● Task statement:
Transcribe the data in full and exactly, omitting any pictures.

[Entries on locating named things]
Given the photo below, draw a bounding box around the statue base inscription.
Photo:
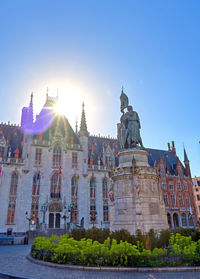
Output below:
[110,149,168,234]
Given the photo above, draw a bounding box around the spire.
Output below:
[79,103,88,137]
[30,92,33,104]
[183,146,191,177]
[184,146,189,162]
[29,92,33,125]
[75,117,78,134]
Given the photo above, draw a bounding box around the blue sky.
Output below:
[0,0,200,175]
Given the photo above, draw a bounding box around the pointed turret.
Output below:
[184,147,191,177]
[79,103,89,137]
[184,147,189,163]
[29,92,33,125]
[21,92,33,132]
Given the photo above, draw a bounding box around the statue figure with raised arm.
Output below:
[119,88,144,149]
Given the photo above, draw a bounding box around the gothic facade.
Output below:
[0,95,197,233]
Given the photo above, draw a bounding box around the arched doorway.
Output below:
[173,213,179,229]
[49,202,62,229]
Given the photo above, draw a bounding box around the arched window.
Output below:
[10,172,18,196]
[181,213,187,227]
[51,172,61,199]
[32,172,40,196]
[7,172,18,224]
[53,144,61,168]
[90,176,96,199]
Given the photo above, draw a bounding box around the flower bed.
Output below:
[31,234,200,267]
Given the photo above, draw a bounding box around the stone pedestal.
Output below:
[110,149,168,234]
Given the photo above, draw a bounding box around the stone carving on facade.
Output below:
[119,90,144,149]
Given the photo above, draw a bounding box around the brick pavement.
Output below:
[0,245,200,279]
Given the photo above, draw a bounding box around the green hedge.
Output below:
[31,233,200,267]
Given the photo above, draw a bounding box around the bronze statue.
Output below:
[119,89,144,149]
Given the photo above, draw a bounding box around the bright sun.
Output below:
[54,101,66,114]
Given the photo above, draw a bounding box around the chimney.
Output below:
[172,141,176,154]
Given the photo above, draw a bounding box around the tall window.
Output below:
[171,195,176,206]
[102,178,108,222]
[164,194,169,206]
[7,200,16,224]
[71,175,79,223]
[72,152,78,169]
[181,213,187,227]
[32,172,40,196]
[35,148,42,165]
[185,195,190,206]
[169,181,174,191]
[51,172,61,199]
[7,172,18,224]
[177,181,182,191]
[0,146,4,157]
[31,172,40,223]
[90,176,96,199]
[162,181,167,190]
[10,173,18,196]
[188,213,194,227]
[183,181,188,191]
[90,176,97,224]
[178,195,184,206]
[53,144,61,168]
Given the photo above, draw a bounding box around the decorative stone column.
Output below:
[110,149,168,234]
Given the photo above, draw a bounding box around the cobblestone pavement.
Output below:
[0,245,200,279]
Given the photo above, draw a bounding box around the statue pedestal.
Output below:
[110,149,168,234]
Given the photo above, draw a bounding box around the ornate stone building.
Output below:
[192,176,200,222]
[0,92,196,233]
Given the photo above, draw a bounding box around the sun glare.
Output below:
[54,101,66,114]
[34,81,96,130]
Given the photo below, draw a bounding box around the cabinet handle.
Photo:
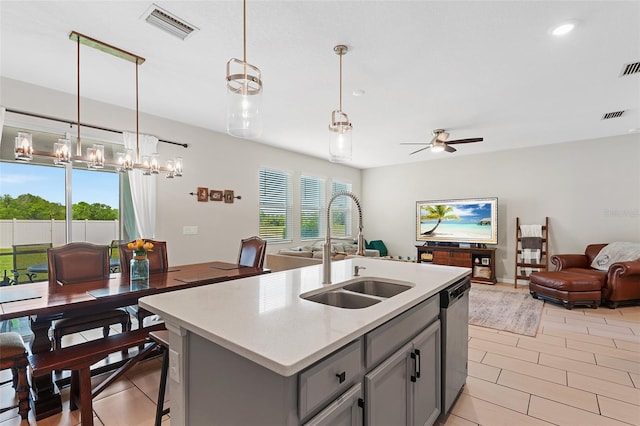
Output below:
[410,352,419,382]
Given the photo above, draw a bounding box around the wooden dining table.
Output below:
[0,261,269,420]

● Answer for this exercise:
Given the photo below, draw a bounding box around the statue base inscription.
Photo:
Output below:
[110,149,168,234]
Given the photo above, draw a bounding box around the spire.
Output below:
[79,103,88,137]
[30,92,33,104]
[183,146,191,177]
[184,146,189,162]
[29,92,33,125]
[75,117,78,134]
Given the photo above, draw a bounding box around the blue sky.
Output below:
[0,0,200,175]
Given the photo above, draw a bounding box around the pointed turret.
Output below:
[184,147,191,177]
[79,103,89,137]
[184,147,189,163]
[29,92,33,125]
[21,92,33,132]
Given the photo above, draw a bounding box around the statue figure with raised arm.
Output below:
[119,88,144,149]
Given the photo above, draw a bounding box around the gothic facade.
Output below:
[0,95,197,233]
Given the photo above, draw a bounding box around the arched doorway.
Output below:
[173,213,179,229]
[49,202,62,229]
Given the photo above, draw a bounding box around the arched window.
Output below:
[10,172,18,196]
[181,213,187,227]
[51,172,61,199]
[32,172,40,196]
[7,172,18,224]
[53,144,61,168]
[90,176,96,199]
Given the photo above, draw a bounding box around the flower bed.
Output below:
[31,234,200,267]
Given the photo above, draw a bounding box around the stone pedestal.
Output below:
[110,149,168,234]
Given the photo above, draw a bounding box around the stone carving on facade.
Output below:
[119,90,144,149]
Given the photo above, draw a bounding box around the brick pavement.
Output below:
[0,245,200,279]
Given the photo above, draw a bounding box around the green hedge.
Output below:
[31,233,200,267]
Given the photo above, draw a bounding box around the bronze statue.
Output below:
[119,89,144,149]
Given the photo above, draw a bounding box around the bright sun.
Output below:
[54,101,66,114]
Given the photo above, draw a bounding box around the chimney.
Output below:
[172,141,176,154]
Given the photo above, draw a bounding box around the tall window.
Output below:
[171,195,176,206]
[102,178,108,222]
[164,194,169,206]
[7,200,16,224]
[71,175,79,223]
[72,152,78,169]
[181,213,187,227]
[32,172,40,196]
[35,148,42,165]
[185,195,190,206]
[169,181,174,191]
[51,172,61,199]
[7,172,18,224]
[177,181,182,191]
[0,146,4,157]
[31,172,40,223]
[90,176,96,199]
[162,181,167,190]
[10,173,18,196]
[188,213,194,227]
[183,181,188,191]
[90,176,97,224]
[178,195,184,206]
[53,144,61,168]
Given the photo above, draw a bounding box around the decorative stone column.
Output below:
[110,149,168,234]
Given the photo above, draw a bounding box around the cobblestone pavement.
Output below:
[0,245,200,279]
Given the photo above, draw a bounding box around the statue pedestal.
Output below:
[110,149,168,234]
Given the photo above, draw a bounding box around the ornate stone building.
Output below:
[192,176,200,222]
[0,92,196,233]
Given the photo above, draw a bounding box around the sun glare.
Output below:
[54,101,66,114]
[34,81,96,130]
Given the photo below, draw a bounding box around the cabinet handle.
Photo:
Output below:
[410,352,419,382]
Given the photo above, draw a bounding box around the wooden dining table.
Output below:
[0,261,269,420]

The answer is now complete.